*Ausgewählter Text*:
35 Jahre „Vorschau und Rückblick“

Lebendig, kritisch, abwechslungsreich

Vor 35 Jahren, erschien im Mai 1990 erstmals das kulturelle Monatsheft „Vorschau und Rückblick“. Herausgeber war die Radebeuler Bürgerinitiative Kultur, eine mehr oder weniger zufällig zusammengewürfelte kulturaffine lose Truppe von Enthusiasten, die nach 26-jähriger Pause die Radebeuler Monatszeitschrift „Vorschau“ wiederbeleben wollte.
Von der vagen Idee, welche im November 1989 auf einer Bürgerversammlung in der Friedenskirche öffentlich geäußert wurde, über die Erteilung der Druck-Lizenz im Februar 1990 bis zum Erscheinen des ersten Heftes im Mai, waren viele Hürden zu nehmen.
Voller Zuversicht, getragen von der Aufbruchstimmung in gesellschaftlicher Umbruchzeit, hatten sich eine Bühnen- und Kostümbildnerin, eine Galeristin, eine Museumsassistentin, ein Kulturcafèbetreiber, ein Museumsleiter, ein Dipl.-Ing. Architekt und ein Schauspieler auf dieses wagemutige Unterfangen eingelassen. Allerdings ohne den Journalisten Dieter Malschewski, der sich bereiterklärte, die Redaktionsleitung zu übernehmen, hätte das alles wohl nicht funktioniert. Er verfügte als einziger über die Erfahrung, wie man eine Zeitschrift gestaltet, hatte er doch schon als junger Redakteur in der früheren „Vorschau“ mitgearbeitet. Die Titelseite entwarf der Radebeuler Maler und Grafiker Günter Schmitz und die Titelbildzeichnungen für den ersten Jahrgang stammten vom Architekten Thilo Hänsel.

*Vorliegende Datensätze*:
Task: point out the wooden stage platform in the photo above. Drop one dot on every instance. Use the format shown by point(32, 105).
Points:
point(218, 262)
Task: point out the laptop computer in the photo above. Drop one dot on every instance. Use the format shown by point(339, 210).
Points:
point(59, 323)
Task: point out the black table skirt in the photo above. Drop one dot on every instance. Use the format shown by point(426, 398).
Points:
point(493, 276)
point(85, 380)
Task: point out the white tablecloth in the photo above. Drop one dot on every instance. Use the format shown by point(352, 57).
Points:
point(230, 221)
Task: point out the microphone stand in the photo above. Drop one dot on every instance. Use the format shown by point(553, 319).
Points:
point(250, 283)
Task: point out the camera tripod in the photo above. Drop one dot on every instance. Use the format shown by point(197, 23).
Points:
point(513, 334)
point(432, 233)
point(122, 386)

...

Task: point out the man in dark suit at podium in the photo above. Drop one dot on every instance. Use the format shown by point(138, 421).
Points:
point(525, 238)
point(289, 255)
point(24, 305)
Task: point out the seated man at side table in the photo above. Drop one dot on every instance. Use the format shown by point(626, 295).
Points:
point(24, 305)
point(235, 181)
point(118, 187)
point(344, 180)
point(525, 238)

--

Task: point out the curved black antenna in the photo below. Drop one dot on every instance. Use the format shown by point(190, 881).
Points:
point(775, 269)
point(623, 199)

*Aufgabe A*:
Beantworte diese Fragen zum ausgewählten Text:
(i) In welchem Monat und Jahr erschien das erste Heft von „Vorschau und Rückblick“?
(ii) Wo wurde die Idee im November 1989 zum ersten Mal öffentlich geäußert?
(iii) Wer hat die Titelseite entworfen?
*Aufgabe B*: Fasse den ausgewählten Text in zwei Sätzen zusammen.
*Aufgabe C*: Warum hätte das Projekt laut dem ausgewählten Text ohne Dieter Malschewski wohl nicht funktioniert? Antworte in ein bis zwei Sätzen.

*Erwartete Antwort A*:
(i) Im Mai 1990.
(ii) Auf einer Bürgerversammlung in der Friedenskirche.
(iii) Der Radebeuler Maler und Grafiker Günter Schmitz.

*Erwartete Antwort B*: Im Mai 1990 erschien zum ersten Mal das kulturelle Monatsheft „Vorschau und Rückblick“, herausgegeben von der Radebeuler Bürgerinitiative Kultur, die nach 26 Jahren Pause die Radebeuler Monatszeitschrift „Vorschau“ wiederbeleben wollte. Von der ersten Idee im November 1989 bis zum ersten Heft waren viele Hürden zu nehmen, und eine Gruppe kulturbegeisterter Leute wagte das Vorhaben mit dem Journalisten Dieter Malschewski als Redaktionsleiter.

*Erwartete Antwort C*: Er war der Einzige in der Gruppe, der Erfahrung damit hatte, wie man eine Zeitschrift gestaltet. Er hatte schon als junger Redakteur bei der früheren „Vorschau“ mitgearbeitet.